Extracted entries
****************************************

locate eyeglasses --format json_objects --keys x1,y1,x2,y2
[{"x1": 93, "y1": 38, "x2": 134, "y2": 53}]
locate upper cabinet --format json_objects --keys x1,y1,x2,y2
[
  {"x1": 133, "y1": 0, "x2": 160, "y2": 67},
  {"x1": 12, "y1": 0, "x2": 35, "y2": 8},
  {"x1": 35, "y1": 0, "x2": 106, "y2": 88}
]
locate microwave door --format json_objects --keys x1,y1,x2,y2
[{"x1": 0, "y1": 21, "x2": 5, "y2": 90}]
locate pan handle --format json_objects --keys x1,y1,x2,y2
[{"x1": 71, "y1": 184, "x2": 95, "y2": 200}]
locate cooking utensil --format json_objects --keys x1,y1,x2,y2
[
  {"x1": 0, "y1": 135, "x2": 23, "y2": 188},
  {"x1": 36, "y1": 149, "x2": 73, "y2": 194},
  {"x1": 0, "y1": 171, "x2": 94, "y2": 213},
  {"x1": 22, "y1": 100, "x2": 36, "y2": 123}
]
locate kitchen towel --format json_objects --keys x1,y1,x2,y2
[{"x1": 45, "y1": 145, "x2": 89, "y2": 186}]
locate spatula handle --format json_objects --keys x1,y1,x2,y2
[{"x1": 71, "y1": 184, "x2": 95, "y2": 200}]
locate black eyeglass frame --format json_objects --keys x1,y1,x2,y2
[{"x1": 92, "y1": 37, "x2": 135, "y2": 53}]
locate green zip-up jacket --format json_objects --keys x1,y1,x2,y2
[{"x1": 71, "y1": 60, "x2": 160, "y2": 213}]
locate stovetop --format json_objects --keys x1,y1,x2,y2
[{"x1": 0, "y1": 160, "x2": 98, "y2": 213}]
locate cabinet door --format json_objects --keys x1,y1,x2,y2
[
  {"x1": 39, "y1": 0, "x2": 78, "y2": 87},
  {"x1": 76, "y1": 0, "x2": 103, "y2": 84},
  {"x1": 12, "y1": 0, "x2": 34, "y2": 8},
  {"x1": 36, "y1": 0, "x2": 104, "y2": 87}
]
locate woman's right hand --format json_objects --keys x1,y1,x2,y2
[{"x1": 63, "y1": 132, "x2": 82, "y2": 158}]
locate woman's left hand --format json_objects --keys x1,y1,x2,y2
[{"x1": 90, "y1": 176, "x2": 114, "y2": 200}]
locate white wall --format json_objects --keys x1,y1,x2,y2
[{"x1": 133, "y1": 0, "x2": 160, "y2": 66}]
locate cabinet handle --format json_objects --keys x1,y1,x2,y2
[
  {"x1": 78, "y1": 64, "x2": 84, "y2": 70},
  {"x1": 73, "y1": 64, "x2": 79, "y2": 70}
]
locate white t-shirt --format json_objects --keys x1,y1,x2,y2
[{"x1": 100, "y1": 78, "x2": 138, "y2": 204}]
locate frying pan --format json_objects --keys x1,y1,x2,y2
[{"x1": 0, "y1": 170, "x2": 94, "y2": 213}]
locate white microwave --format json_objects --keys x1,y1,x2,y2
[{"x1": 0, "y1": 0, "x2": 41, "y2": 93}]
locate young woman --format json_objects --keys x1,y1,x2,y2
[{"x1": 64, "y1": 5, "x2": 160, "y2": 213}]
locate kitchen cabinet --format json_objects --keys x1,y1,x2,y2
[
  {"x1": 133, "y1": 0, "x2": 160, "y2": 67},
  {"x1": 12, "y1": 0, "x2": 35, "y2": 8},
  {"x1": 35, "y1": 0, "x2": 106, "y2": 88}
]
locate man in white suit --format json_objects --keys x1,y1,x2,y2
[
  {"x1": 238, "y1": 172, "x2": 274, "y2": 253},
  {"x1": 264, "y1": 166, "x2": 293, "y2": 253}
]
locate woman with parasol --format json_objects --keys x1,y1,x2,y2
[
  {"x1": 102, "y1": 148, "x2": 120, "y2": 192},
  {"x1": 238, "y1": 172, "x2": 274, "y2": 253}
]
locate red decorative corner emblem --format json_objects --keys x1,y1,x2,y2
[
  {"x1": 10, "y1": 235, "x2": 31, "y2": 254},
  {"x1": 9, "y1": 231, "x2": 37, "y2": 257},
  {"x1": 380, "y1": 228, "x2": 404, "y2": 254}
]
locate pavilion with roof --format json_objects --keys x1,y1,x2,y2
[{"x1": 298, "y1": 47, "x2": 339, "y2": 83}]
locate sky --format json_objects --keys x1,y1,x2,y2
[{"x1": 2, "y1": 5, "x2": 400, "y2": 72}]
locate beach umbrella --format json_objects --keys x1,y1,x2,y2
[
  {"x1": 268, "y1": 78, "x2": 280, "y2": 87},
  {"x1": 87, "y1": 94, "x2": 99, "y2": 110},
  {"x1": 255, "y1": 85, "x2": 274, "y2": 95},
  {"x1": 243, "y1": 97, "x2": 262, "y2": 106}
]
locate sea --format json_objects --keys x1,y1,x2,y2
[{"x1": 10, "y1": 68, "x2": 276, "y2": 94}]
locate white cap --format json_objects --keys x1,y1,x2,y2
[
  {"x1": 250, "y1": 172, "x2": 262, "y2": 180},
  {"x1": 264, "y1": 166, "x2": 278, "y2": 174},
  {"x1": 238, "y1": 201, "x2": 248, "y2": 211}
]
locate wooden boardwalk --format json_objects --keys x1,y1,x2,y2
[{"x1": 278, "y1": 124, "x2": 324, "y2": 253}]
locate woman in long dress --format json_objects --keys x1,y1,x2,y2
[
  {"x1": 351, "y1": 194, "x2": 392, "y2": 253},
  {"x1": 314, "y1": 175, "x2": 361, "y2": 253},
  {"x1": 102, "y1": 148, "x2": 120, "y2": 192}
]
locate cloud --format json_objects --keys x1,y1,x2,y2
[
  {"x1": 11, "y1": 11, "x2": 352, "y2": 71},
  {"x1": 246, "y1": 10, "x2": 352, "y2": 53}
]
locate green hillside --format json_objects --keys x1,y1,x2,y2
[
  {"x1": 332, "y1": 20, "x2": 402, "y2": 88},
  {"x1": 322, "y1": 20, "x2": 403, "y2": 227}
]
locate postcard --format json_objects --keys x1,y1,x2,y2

****************************************

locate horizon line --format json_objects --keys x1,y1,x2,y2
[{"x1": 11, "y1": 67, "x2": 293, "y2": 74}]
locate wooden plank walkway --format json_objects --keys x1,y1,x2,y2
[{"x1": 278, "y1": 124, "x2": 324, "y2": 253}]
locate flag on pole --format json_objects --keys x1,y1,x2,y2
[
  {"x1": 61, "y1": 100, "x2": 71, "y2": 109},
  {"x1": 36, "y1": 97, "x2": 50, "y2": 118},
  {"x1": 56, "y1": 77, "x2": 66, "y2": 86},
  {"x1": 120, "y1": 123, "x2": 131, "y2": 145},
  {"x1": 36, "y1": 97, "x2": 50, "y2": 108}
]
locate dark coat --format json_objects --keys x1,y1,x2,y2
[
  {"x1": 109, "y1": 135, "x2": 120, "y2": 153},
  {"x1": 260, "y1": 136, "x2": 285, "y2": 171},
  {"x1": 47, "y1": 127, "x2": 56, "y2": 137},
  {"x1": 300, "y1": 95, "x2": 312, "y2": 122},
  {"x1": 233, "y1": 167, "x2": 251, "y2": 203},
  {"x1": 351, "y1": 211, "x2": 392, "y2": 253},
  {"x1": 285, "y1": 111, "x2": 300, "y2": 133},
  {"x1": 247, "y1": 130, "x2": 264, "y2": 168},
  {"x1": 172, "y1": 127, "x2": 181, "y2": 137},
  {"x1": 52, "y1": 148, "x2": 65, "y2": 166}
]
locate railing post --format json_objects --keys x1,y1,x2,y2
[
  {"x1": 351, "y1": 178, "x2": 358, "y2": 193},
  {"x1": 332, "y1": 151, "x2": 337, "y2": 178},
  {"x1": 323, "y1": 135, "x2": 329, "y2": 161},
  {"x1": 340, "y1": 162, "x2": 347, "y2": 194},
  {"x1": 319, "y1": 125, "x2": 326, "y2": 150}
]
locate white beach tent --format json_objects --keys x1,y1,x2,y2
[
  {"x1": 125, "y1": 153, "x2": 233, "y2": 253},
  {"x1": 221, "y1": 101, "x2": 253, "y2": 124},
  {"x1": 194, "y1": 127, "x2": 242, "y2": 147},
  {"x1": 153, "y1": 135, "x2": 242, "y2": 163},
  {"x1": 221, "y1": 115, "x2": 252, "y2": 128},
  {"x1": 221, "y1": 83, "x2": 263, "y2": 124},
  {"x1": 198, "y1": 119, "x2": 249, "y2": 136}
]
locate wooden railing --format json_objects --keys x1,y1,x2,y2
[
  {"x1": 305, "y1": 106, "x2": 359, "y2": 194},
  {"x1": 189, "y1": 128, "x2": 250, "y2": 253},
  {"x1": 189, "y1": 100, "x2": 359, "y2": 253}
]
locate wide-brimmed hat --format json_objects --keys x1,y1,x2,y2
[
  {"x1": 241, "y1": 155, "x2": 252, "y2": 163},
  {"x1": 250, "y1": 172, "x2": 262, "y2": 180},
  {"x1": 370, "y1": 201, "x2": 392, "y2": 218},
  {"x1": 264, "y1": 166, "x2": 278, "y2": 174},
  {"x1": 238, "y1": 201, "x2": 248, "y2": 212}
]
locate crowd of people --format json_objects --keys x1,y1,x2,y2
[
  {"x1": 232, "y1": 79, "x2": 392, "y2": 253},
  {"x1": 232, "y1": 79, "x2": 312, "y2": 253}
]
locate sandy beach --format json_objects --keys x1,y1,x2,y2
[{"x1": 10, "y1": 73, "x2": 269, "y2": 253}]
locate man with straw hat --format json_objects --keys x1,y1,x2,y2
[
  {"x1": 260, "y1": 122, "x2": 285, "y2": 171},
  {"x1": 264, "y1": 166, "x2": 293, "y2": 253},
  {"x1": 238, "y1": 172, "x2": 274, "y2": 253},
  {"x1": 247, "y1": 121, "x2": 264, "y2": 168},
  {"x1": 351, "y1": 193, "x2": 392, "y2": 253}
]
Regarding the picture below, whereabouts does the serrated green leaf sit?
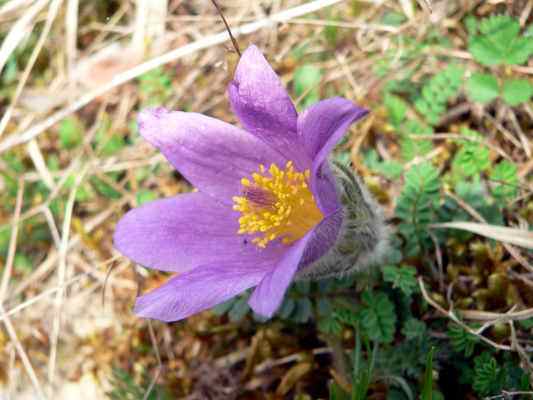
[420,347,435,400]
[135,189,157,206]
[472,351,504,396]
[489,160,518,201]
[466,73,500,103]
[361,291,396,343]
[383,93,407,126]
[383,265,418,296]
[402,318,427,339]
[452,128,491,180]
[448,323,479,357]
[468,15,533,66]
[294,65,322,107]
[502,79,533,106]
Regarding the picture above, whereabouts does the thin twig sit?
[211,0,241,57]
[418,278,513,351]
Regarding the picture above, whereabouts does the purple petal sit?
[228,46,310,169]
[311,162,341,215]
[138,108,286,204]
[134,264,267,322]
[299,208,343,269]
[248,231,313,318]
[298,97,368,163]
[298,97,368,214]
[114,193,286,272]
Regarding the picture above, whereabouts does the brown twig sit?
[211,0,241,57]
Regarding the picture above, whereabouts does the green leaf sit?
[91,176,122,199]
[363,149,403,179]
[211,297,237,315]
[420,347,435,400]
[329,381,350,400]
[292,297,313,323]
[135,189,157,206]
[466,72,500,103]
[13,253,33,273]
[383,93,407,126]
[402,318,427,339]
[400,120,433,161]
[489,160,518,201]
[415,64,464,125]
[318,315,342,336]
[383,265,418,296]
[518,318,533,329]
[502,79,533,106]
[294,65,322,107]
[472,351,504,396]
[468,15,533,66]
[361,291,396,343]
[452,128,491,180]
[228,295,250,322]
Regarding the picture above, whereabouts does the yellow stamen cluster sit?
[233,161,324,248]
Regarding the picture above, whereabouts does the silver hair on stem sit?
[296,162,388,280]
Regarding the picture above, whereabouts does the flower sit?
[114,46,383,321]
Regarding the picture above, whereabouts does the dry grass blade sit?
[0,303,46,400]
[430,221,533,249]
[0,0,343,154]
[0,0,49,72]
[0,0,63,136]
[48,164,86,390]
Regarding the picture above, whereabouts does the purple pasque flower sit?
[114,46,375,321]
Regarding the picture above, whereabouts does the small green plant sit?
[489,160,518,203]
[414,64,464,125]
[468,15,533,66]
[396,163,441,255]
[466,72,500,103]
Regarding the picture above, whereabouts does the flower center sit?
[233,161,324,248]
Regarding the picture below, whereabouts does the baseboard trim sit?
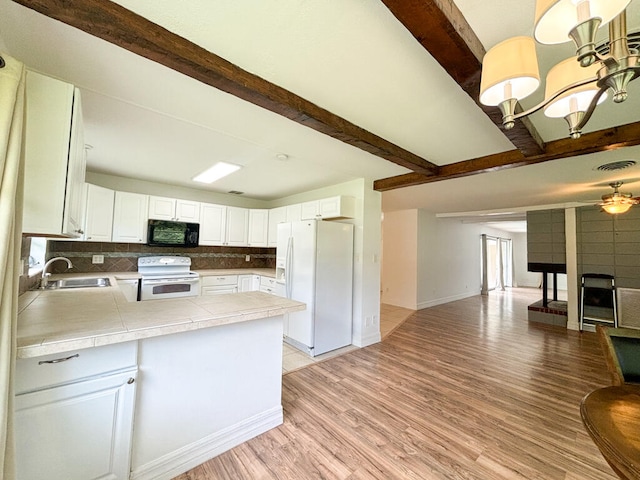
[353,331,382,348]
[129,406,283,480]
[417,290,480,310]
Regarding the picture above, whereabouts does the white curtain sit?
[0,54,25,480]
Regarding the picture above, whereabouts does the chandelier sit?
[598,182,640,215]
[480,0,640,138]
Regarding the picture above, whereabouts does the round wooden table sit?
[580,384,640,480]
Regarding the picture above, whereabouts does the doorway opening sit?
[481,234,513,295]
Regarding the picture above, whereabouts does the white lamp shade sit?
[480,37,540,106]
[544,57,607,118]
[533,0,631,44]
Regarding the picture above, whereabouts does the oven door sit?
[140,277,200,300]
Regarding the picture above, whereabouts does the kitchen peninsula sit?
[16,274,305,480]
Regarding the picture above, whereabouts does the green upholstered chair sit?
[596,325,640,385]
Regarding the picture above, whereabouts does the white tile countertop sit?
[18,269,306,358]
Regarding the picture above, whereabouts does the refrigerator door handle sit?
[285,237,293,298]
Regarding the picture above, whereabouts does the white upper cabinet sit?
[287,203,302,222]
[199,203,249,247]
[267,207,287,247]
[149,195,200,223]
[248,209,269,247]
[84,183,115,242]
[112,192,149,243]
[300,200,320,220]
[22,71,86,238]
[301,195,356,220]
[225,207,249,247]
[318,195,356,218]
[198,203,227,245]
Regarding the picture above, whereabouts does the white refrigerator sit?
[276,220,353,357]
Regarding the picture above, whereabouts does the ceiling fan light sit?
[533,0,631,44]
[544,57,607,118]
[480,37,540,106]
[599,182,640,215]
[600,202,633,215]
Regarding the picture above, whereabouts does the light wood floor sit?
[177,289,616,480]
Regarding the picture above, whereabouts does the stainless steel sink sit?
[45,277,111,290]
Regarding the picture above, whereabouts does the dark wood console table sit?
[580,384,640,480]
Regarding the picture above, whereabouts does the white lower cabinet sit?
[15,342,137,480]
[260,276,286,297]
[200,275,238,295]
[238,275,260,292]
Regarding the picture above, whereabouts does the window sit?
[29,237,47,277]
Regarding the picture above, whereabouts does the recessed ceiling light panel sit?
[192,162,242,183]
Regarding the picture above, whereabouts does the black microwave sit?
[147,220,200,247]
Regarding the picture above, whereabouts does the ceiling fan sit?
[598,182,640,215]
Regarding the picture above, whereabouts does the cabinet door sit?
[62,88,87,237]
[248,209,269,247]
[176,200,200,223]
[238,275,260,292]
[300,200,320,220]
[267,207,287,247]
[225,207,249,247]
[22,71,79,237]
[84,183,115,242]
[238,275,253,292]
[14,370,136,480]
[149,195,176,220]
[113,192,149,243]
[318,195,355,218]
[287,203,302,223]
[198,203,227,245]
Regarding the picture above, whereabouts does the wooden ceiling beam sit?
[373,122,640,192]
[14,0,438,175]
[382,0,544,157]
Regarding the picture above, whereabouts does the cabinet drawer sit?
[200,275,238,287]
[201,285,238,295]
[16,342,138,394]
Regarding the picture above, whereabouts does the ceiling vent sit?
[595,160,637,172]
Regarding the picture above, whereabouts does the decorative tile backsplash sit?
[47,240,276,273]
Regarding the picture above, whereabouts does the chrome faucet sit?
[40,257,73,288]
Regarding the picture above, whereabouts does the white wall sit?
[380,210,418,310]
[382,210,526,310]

****************************************

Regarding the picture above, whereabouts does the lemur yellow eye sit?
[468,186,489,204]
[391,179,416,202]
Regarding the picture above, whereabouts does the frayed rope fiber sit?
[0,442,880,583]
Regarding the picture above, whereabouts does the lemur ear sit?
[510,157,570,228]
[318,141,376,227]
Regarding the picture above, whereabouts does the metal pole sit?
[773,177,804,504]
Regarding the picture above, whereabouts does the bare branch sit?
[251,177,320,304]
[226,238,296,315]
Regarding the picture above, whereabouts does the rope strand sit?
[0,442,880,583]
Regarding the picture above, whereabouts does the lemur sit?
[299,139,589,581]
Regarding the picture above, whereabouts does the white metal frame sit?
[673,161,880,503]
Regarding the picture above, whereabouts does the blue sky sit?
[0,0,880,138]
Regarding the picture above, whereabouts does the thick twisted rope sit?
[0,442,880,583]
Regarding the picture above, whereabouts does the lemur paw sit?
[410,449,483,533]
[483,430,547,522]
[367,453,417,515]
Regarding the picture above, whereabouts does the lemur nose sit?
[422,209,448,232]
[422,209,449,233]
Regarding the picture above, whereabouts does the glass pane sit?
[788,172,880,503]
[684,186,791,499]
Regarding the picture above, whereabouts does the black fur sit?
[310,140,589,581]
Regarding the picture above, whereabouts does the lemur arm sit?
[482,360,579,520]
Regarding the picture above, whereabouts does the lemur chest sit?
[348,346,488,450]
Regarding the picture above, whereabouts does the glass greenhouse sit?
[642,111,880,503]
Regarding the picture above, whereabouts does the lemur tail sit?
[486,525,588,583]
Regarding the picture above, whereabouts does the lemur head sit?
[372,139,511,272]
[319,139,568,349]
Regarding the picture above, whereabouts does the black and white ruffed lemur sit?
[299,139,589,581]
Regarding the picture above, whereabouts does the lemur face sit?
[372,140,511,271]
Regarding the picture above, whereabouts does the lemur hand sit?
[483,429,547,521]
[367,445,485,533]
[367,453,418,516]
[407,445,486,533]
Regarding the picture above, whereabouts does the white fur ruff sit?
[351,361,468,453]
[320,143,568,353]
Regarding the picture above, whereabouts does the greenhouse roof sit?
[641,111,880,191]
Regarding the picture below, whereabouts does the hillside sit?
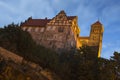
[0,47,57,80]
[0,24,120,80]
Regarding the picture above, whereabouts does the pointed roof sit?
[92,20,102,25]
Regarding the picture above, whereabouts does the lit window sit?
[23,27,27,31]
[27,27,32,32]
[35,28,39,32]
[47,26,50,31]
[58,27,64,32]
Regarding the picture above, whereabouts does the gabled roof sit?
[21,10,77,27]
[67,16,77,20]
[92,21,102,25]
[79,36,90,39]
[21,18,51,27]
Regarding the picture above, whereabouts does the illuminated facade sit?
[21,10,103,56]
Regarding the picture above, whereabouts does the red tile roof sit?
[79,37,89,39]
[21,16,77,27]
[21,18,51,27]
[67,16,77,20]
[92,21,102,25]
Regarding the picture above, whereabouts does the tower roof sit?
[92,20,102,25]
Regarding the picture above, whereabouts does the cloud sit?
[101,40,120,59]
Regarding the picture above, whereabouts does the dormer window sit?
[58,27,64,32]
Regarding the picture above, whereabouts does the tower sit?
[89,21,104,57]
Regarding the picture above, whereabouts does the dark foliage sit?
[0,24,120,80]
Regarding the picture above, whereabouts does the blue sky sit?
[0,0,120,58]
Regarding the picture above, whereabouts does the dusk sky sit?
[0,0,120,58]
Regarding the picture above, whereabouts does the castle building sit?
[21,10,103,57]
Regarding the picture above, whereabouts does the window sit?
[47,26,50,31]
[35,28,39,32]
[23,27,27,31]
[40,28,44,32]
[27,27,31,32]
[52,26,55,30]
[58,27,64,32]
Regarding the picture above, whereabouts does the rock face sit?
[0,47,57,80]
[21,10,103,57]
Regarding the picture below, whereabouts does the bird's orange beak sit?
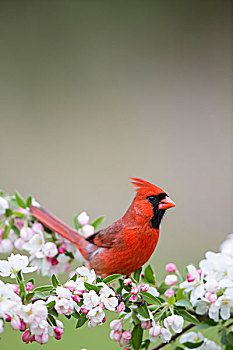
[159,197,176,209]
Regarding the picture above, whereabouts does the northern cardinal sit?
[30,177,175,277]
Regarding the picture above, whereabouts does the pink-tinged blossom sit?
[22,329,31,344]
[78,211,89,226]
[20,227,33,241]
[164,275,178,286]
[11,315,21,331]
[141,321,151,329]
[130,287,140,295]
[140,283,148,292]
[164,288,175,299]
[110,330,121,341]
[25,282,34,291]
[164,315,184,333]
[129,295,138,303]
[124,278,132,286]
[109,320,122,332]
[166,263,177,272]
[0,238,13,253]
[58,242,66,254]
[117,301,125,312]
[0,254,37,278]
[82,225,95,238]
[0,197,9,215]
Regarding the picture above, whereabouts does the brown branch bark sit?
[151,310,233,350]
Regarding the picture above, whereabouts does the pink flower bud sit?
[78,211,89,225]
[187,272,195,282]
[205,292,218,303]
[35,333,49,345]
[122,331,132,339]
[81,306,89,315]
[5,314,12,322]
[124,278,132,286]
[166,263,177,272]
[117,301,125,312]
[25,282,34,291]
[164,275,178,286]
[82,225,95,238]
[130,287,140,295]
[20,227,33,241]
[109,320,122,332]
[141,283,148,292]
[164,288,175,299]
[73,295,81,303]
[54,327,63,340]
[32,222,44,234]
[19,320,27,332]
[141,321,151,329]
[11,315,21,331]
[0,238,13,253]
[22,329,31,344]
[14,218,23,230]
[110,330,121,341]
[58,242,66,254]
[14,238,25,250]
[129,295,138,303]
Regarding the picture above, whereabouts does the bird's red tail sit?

****************************************

Problem to solve
Replace "whereabouts" with "where" in the lines starting with the one containing "Regarding the picture above, whereabouts does the lemur arm" and going on through the one containing "[372,140,511,271]". Give back only those lines, with everything else left as is.

Solution to this exercise
Regarding the picture above, where does the lemur arm sit?
[482,360,579,520]
Regarding the picture above, where does the lemur chest sit?
[348,346,488,450]
Regarding the picture above, where does the glass greenhouse sit?
[642,111,880,503]
Regarding the picture above, where does the lemur tail sit?
[486,525,588,583]
Regarding the picture above, where does the lemur head sit?
[372,139,511,272]
[319,139,568,349]
Regarding the picture above, where does the black and white ruffed lemur sit?
[299,139,589,581]
Regarding the picture above, where does the lemur face sit?
[372,140,511,271]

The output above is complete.